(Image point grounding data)
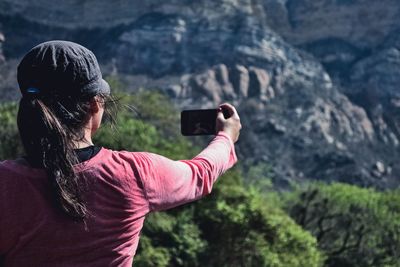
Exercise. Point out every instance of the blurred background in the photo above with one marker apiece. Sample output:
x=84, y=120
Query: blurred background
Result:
x=316, y=83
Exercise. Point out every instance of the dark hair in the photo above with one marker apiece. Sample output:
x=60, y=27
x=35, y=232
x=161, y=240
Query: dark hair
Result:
x=48, y=127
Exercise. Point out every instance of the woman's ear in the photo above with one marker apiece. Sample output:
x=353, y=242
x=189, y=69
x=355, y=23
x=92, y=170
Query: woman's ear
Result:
x=95, y=105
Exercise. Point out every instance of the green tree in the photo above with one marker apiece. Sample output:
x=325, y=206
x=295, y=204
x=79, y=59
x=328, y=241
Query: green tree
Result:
x=10, y=143
x=355, y=227
x=243, y=229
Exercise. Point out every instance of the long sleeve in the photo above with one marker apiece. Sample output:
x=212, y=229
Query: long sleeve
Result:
x=169, y=183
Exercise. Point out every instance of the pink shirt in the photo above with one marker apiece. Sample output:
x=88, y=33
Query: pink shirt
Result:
x=122, y=188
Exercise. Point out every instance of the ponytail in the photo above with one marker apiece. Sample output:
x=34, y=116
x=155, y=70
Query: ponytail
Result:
x=47, y=130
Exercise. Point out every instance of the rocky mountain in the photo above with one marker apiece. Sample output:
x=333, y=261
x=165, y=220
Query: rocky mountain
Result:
x=315, y=81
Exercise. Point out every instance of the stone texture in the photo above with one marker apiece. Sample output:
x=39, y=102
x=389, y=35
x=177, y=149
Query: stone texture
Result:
x=315, y=81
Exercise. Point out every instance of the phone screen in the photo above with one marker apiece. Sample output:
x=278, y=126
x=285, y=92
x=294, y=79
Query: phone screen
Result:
x=198, y=122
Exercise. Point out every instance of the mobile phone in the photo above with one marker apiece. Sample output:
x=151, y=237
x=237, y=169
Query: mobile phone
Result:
x=198, y=122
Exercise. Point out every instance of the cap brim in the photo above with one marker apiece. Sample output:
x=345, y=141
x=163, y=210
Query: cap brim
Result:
x=99, y=86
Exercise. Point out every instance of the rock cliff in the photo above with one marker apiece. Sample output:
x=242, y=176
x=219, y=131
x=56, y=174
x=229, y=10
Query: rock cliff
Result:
x=315, y=81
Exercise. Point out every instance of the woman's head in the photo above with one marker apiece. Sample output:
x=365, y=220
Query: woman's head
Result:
x=63, y=95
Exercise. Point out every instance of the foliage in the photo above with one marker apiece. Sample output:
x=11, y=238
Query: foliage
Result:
x=354, y=226
x=242, y=224
x=243, y=229
x=10, y=143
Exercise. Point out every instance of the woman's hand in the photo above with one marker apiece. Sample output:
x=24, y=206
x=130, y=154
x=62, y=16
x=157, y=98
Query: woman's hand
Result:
x=231, y=123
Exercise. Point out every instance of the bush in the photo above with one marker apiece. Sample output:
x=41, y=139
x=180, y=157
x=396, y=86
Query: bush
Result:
x=354, y=226
x=10, y=143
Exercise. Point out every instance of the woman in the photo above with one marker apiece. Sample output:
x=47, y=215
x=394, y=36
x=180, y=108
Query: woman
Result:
x=71, y=203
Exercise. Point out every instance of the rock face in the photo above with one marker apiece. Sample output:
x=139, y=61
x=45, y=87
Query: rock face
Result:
x=315, y=81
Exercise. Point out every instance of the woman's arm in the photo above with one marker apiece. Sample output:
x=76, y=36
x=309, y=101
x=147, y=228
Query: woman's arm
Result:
x=169, y=183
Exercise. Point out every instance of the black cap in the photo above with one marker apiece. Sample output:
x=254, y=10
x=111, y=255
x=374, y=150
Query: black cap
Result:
x=61, y=68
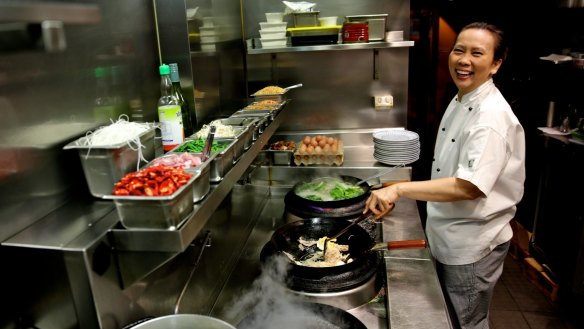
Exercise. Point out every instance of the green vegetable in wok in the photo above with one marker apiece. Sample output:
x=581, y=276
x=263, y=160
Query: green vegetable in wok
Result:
x=328, y=189
x=197, y=146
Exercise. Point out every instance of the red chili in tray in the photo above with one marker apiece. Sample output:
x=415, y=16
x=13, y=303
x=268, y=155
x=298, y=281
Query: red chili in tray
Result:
x=152, y=181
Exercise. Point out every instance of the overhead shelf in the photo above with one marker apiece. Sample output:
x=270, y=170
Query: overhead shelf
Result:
x=253, y=46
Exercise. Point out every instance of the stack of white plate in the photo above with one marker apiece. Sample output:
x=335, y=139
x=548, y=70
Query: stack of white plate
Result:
x=396, y=147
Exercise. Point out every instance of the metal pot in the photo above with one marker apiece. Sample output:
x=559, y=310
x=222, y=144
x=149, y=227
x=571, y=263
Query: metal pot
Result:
x=182, y=321
x=285, y=238
x=360, y=243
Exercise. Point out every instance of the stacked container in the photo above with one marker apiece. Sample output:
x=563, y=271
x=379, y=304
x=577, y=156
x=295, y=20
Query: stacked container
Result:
x=273, y=31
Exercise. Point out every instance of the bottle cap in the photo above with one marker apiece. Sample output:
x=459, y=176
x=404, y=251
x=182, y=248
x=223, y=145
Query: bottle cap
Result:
x=164, y=69
x=99, y=72
x=174, y=72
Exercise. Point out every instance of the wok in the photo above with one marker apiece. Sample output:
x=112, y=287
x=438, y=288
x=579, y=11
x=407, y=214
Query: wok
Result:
x=294, y=198
x=360, y=243
x=181, y=321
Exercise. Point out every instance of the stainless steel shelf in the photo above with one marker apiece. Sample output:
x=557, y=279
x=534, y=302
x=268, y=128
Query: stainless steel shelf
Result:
x=178, y=240
x=341, y=46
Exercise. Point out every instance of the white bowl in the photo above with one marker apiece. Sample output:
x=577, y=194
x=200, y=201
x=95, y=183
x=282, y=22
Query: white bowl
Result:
x=269, y=35
x=272, y=27
x=274, y=17
x=328, y=21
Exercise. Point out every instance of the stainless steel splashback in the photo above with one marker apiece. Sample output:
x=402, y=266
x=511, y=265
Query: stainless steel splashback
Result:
x=47, y=89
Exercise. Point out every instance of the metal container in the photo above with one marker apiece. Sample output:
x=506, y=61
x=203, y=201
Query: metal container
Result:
x=242, y=136
x=106, y=165
x=155, y=212
x=307, y=18
x=355, y=32
x=280, y=157
x=201, y=174
x=376, y=24
x=267, y=115
x=252, y=123
x=221, y=162
x=318, y=35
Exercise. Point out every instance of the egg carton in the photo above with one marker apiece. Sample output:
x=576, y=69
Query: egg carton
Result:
x=327, y=159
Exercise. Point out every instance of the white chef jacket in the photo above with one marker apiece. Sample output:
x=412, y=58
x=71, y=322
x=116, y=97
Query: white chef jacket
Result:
x=481, y=141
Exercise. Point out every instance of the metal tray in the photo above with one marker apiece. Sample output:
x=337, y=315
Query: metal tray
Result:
x=221, y=162
x=201, y=174
x=252, y=123
x=157, y=212
x=242, y=139
x=104, y=166
x=280, y=157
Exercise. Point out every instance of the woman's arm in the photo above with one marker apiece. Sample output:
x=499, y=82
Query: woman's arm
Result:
x=449, y=189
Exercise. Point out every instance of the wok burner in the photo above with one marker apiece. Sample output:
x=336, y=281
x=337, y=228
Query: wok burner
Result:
x=346, y=299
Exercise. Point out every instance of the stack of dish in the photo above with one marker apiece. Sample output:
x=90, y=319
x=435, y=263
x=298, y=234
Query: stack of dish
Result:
x=396, y=147
x=273, y=31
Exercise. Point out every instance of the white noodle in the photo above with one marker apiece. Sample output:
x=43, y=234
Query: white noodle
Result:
x=118, y=132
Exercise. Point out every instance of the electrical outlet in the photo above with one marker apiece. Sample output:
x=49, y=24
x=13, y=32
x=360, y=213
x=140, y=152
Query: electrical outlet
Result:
x=384, y=102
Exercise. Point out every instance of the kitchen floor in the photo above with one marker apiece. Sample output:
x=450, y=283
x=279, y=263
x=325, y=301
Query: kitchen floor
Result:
x=518, y=304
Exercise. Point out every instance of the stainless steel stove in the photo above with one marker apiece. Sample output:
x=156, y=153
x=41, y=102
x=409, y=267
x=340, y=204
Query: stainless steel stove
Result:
x=404, y=288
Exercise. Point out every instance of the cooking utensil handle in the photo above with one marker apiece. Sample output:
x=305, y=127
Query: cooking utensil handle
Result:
x=209, y=143
x=406, y=244
x=293, y=86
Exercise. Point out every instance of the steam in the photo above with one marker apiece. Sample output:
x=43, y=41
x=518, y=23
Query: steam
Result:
x=268, y=303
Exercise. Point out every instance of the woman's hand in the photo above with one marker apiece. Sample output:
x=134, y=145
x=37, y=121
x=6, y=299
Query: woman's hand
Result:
x=382, y=201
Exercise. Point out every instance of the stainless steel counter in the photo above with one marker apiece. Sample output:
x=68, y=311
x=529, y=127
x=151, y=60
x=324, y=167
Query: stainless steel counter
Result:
x=413, y=295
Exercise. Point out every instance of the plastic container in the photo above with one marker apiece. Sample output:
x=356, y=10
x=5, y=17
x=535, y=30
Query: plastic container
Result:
x=307, y=18
x=328, y=21
x=272, y=43
x=376, y=24
x=274, y=17
x=273, y=27
x=271, y=35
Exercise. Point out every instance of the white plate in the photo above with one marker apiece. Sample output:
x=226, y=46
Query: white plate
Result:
x=395, y=135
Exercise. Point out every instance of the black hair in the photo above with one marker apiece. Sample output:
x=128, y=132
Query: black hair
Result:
x=500, y=42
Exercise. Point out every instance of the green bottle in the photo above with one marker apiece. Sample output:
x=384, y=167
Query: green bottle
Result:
x=184, y=104
x=103, y=107
x=169, y=112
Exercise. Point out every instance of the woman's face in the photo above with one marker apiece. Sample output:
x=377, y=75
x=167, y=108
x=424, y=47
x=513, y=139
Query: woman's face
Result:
x=471, y=60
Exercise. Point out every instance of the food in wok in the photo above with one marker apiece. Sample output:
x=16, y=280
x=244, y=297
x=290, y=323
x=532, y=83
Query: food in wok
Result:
x=312, y=256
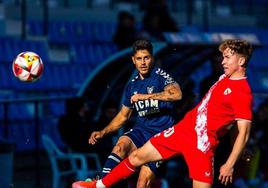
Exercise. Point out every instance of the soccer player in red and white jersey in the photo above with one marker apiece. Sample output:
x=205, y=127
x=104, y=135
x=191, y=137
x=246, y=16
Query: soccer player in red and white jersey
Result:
x=228, y=102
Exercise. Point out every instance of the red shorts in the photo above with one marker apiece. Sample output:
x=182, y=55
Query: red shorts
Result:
x=178, y=140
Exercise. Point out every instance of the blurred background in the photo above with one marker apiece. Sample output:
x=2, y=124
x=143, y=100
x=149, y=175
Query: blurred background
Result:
x=85, y=48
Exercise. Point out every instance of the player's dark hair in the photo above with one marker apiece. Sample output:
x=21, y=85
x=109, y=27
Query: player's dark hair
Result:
x=142, y=45
x=241, y=47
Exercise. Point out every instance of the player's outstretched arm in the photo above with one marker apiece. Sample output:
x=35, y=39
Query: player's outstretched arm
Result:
x=117, y=122
x=226, y=170
x=172, y=92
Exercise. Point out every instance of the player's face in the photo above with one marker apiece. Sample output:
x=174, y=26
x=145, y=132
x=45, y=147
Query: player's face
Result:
x=232, y=64
x=143, y=62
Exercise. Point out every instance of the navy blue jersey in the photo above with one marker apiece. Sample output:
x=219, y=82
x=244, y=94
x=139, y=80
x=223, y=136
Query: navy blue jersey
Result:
x=153, y=116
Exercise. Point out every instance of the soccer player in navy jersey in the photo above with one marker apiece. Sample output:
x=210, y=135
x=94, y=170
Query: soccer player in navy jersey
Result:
x=151, y=93
x=228, y=102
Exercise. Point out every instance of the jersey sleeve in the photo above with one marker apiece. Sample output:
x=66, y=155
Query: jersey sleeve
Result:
x=242, y=104
x=127, y=96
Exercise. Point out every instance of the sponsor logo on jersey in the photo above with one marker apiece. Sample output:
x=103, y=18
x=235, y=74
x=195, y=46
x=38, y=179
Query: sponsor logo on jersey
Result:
x=150, y=90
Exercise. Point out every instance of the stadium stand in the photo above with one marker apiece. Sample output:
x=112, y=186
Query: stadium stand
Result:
x=83, y=31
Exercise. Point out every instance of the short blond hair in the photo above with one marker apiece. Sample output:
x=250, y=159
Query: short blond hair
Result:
x=241, y=47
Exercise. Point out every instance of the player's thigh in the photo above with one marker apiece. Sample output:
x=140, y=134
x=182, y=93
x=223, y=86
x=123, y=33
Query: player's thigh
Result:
x=124, y=146
x=144, y=154
x=146, y=177
x=199, y=184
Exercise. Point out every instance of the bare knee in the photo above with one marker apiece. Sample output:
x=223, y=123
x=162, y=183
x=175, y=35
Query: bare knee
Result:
x=120, y=150
x=135, y=159
x=146, y=178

### The task
Could you restate, word for word, the lines above from the one with "x=278, y=126" to the one with "Query: rock cliff", both included?

### Worked solution
x=278, y=126
x=285, y=92
x=294, y=79
Query: phone screen
Result:
x=198, y=122
Exercise. Point out every instance of the mobile phone in the photo above with one marker apiece. Sample output:
x=151, y=237
x=237, y=169
Query: mobile phone
Result:
x=198, y=122
Exercise. Point out every instance of the cap brim in the photo above with one marker apiece. Sample output:
x=345, y=141
x=163, y=210
Query: cap brim
Result:
x=99, y=86
Exercise. Point out every instance of the rock cliff in the photo above with one marker apiece. Sample output:
x=242, y=176
x=219, y=131
x=56, y=174
x=229, y=10
Query: rock cliff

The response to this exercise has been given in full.